## begin

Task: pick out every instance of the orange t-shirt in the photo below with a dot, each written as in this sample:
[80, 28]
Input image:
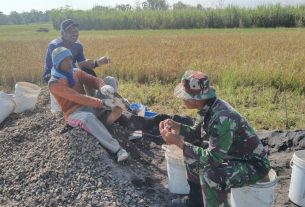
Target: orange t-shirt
[70, 99]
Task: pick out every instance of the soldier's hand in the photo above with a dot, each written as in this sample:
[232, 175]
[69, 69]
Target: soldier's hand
[172, 125]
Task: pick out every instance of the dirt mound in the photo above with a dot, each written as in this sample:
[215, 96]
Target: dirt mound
[44, 163]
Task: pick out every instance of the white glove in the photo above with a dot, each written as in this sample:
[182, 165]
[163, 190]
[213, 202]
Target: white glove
[115, 102]
[103, 60]
[108, 91]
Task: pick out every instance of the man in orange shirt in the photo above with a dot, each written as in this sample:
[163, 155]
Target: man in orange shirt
[67, 86]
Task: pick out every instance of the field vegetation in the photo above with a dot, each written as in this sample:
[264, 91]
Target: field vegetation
[259, 71]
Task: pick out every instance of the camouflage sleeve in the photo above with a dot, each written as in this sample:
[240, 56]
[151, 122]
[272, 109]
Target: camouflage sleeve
[221, 132]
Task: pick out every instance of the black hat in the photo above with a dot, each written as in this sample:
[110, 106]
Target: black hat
[66, 24]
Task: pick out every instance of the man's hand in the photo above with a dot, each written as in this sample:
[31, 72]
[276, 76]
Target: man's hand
[172, 125]
[103, 60]
[170, 136]
[88, 63]
[107, 91]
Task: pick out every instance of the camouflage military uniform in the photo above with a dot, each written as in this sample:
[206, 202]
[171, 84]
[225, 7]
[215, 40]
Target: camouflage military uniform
[233, 157]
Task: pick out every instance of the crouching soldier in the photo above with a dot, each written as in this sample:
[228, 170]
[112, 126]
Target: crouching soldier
[232, 156]
[67, 86]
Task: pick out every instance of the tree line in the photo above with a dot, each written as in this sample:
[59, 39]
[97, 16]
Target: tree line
[157, 14]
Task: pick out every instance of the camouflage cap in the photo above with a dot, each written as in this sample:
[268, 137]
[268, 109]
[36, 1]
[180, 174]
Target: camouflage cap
[194, 85]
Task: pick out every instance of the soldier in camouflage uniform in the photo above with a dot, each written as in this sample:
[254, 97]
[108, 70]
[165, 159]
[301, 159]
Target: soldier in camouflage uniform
[232, 156]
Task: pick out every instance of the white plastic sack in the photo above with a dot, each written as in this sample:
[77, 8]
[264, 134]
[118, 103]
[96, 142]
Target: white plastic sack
[26, 95]
[7, 106]
[54, 105]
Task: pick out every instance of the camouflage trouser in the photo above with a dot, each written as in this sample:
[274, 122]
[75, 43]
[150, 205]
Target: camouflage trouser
[217, 182]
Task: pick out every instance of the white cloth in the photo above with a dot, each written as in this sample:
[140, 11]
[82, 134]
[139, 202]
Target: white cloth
[87, 120]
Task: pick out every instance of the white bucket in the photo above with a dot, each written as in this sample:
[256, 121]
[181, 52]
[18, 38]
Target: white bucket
[297, 182]
[177, 178]
[25, 96]
[7, 106]
[54, 104]
[260, 194]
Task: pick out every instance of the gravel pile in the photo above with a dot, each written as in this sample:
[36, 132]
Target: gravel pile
[45, 163]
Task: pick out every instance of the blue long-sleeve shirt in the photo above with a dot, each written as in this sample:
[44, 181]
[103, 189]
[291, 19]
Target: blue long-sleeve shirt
[76, 50]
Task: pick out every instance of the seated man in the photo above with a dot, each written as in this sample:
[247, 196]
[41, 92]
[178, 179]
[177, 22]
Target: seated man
[69, 39]
[233, 156]
[66, 85]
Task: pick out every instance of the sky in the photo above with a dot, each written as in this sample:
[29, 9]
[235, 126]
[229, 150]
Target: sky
[42, 5]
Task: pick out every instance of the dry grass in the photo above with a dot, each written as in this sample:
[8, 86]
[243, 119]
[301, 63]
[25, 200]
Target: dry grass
[250, 68]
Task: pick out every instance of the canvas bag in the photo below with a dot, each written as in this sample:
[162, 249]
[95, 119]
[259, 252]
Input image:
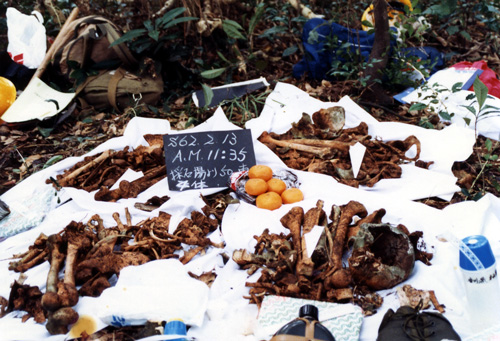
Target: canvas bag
[120, 89]
[88, 41]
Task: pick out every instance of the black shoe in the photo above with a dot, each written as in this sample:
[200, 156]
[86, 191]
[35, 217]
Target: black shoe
[410, 324]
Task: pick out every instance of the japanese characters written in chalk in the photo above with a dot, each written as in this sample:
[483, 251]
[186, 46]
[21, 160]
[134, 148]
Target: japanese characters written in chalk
[206, 159]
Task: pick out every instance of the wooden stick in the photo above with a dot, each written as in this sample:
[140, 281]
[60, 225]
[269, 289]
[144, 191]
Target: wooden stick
[57, 42]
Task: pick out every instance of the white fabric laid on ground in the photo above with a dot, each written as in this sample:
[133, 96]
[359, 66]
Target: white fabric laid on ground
[286, 104]
[227, 315]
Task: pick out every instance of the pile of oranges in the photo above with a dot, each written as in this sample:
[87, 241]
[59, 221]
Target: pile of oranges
[271, 192]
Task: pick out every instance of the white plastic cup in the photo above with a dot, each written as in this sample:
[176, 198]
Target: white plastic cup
[481, 285]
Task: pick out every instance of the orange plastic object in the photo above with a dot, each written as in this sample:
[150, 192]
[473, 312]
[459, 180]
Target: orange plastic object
[7, 94]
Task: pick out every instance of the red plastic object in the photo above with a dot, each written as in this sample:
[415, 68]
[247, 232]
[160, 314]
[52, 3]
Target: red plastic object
[488, 76]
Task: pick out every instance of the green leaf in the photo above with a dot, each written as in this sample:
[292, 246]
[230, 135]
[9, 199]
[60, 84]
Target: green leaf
[470, 108]
[465, 192]
[488, 144]
[417, 106]
[221, 56]
[452, 30]
[214, 73]
[178, 21]
[208, 94]
[366, 23]
[481, 92]
[155, 35]
[129, 36]
[445, 115]
[233, 29]
[269, 33]
[470, 96]
[149, 25]
[457, 87]
[466, 35]
[52, 160]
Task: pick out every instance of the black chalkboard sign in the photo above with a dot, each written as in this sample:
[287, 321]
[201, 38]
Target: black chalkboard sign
[206, 159]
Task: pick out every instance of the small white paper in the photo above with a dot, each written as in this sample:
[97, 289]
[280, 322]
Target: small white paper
[38, 101]
[129, 175]
[357, 153]
[312, 239]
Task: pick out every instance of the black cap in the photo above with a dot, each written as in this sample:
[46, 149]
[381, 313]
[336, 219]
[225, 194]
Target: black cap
[309, 310]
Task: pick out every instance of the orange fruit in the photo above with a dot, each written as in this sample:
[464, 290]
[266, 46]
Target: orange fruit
[269, 201]
[276, 185]
[291, 195]
[7, 94]
[255, 186]
[260, 172]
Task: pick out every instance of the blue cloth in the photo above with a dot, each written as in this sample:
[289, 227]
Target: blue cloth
[317, 37]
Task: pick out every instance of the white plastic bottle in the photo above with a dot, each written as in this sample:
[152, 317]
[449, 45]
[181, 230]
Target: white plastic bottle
[481, 283]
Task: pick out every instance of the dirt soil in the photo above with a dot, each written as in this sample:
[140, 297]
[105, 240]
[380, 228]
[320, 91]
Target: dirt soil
[29, 148]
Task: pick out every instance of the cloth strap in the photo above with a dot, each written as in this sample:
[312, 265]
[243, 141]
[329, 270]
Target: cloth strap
[309, 333]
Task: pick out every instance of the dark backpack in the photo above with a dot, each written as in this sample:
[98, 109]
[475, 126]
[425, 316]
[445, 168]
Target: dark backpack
[88, 42]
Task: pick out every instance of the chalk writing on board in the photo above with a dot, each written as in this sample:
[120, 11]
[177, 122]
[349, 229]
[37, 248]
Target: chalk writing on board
[206, 159]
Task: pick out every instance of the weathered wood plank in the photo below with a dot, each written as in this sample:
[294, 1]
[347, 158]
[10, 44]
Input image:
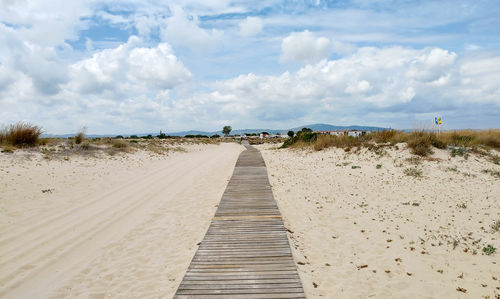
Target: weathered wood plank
[245, 252]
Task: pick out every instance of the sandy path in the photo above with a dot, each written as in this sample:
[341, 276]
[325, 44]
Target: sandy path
[127, 239]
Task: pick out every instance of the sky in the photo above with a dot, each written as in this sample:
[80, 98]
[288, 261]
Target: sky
[134, 66]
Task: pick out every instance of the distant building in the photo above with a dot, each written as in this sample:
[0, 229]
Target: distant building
[353, 133]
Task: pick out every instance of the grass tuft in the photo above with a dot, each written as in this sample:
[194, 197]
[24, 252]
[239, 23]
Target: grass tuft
[20, 134]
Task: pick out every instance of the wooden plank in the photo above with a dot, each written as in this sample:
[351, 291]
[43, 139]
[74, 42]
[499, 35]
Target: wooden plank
[245, 252]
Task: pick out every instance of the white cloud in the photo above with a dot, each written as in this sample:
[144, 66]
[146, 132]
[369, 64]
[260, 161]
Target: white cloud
[128, 67]
[184, 30]
[304, 47]
[250, 26]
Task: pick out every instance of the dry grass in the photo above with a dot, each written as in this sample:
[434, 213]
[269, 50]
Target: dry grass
[20, 134]
[80, 135]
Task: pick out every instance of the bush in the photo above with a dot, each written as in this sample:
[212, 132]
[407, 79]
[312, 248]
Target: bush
[80, 136]
[20, 134]
[119, 144]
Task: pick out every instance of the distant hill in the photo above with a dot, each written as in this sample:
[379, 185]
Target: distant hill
[314, 127]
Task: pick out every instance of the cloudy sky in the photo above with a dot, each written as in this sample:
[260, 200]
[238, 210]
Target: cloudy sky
[139, 66]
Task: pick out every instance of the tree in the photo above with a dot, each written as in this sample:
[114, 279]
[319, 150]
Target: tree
[226, 130]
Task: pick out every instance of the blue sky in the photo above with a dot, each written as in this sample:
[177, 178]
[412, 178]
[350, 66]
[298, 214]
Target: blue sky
[135, 66]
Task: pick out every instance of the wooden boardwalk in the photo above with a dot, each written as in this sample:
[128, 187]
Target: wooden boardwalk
[245, 252]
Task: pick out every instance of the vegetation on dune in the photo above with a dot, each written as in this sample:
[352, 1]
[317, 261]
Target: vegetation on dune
[226, 130]
[420, 142]
[20, 134]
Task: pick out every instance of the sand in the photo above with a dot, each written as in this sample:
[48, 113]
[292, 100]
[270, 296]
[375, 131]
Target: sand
[373, 232]
[121, 226]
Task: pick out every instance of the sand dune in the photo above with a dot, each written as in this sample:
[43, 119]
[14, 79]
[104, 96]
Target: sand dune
[124, 226]
[365, 232]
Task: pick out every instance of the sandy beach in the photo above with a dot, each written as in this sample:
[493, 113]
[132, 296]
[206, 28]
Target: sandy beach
[120, 226]
[361, 228]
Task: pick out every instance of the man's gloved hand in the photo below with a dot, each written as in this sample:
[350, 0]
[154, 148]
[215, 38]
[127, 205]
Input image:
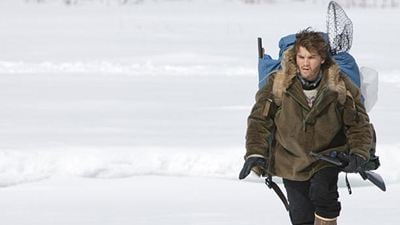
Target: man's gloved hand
[256, 163]
[355, 164]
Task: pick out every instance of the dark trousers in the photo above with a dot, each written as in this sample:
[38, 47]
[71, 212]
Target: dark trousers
[318, 195]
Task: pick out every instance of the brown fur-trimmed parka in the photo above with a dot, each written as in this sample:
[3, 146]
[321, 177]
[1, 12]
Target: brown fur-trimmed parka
[284, 129]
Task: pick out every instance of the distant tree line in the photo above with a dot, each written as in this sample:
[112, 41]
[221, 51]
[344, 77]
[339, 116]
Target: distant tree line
[344, 3]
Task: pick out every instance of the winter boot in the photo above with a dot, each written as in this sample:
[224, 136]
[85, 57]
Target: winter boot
[324, 221]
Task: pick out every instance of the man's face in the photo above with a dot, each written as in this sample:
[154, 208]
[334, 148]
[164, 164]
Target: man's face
[308, 63]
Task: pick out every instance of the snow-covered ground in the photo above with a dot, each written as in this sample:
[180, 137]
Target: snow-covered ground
[136, 114]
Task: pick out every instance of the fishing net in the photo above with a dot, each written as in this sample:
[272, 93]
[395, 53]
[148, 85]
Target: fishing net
[339, 29]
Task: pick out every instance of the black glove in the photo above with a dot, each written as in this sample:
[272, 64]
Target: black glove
[250, 163]
[354, 165]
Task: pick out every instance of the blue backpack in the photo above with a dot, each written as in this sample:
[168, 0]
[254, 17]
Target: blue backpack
[267, 65]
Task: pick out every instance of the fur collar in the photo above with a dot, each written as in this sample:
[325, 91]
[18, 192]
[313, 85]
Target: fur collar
[285, 77]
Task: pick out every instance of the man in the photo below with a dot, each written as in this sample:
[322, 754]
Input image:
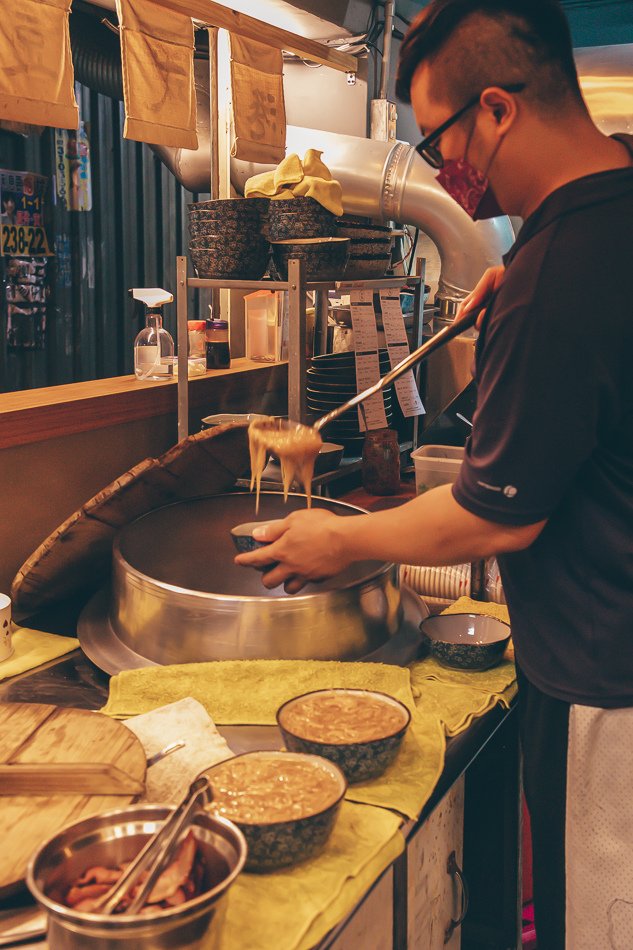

## end

▶ **Written request**: Count the lines above that contain the string "gravel", and give only the number.

▶ **Output for this task**: 2